Needed: New Vision for Science
A survey of nearly 1000 scientists, doctors and engineers, backed up by in-depth interviews conducted by the London based Scientists Against Nuclear Arms (SANA) in 1990 revealed an unsuspected range of ethical problems and dilemmas experienced during the respondents' careers. The key points were identified as follows:
- Young scientists and engineers lack awareness of the relevance or even existence of a moral dimension to their work and its meaning for the fate of the world.
- Young scientists and engineers need advice regarding career choices and their longer-term implications.
- Once confronted with dilemmas, many people seek and often do not find a knowledgeable person to talk to -- a mentor or an organization which could provide sympathetic counseling.
- Most universities lack any form of decision-making body to discuss or consider important strategic and ethical issues (for example: military funded research, work upon genetically modified organisms, the human genome project, intellectual property rights, freedom of information) and thus to develop an enlightened consensus on proper directions for scientific research. Current work is almost totally directed by grants. A national body to advise on ethics of scientific research is also needed.

What is expected >> Continue the piece on the survey of scientists' ethical dilemmas, picking up after its last sentence.

Supplied material >>
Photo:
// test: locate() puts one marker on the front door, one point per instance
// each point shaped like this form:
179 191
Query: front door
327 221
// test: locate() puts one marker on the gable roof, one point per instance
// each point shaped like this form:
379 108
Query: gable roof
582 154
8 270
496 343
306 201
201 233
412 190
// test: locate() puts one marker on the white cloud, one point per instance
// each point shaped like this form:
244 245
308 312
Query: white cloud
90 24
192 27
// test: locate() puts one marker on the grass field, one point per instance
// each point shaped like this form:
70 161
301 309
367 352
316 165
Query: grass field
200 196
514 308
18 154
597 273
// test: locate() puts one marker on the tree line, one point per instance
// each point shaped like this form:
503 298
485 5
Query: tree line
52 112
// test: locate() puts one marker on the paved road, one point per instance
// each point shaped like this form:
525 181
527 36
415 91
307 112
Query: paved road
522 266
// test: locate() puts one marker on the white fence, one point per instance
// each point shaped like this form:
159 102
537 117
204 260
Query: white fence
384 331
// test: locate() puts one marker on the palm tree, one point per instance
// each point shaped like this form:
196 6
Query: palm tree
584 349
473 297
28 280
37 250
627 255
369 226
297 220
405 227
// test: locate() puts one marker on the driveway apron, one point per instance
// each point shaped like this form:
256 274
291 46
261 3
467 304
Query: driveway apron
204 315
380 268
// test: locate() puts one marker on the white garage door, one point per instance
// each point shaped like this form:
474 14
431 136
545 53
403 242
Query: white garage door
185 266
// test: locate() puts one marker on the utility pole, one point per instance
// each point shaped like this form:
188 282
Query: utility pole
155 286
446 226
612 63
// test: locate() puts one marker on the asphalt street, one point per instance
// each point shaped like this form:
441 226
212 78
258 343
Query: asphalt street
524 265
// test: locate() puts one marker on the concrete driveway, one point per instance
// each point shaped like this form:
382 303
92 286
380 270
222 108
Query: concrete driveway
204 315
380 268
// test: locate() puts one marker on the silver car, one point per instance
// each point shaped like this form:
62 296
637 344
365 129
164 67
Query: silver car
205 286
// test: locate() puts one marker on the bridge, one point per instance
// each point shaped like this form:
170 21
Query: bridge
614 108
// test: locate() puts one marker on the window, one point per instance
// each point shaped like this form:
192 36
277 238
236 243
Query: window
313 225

Answer for this exercise >>
- Science policy in the United Kingdom is not directed in an objective way towards the solution of social and environmental problems, but largely serves vested interests, including pharmaceutical companies and a powerful military lobby. A new vision for science is urgently needed.
Initiatives arising from these concerns include a career guide, a mentors index, a counseling network, a university ethical committee structure, and the publication of a vision for science.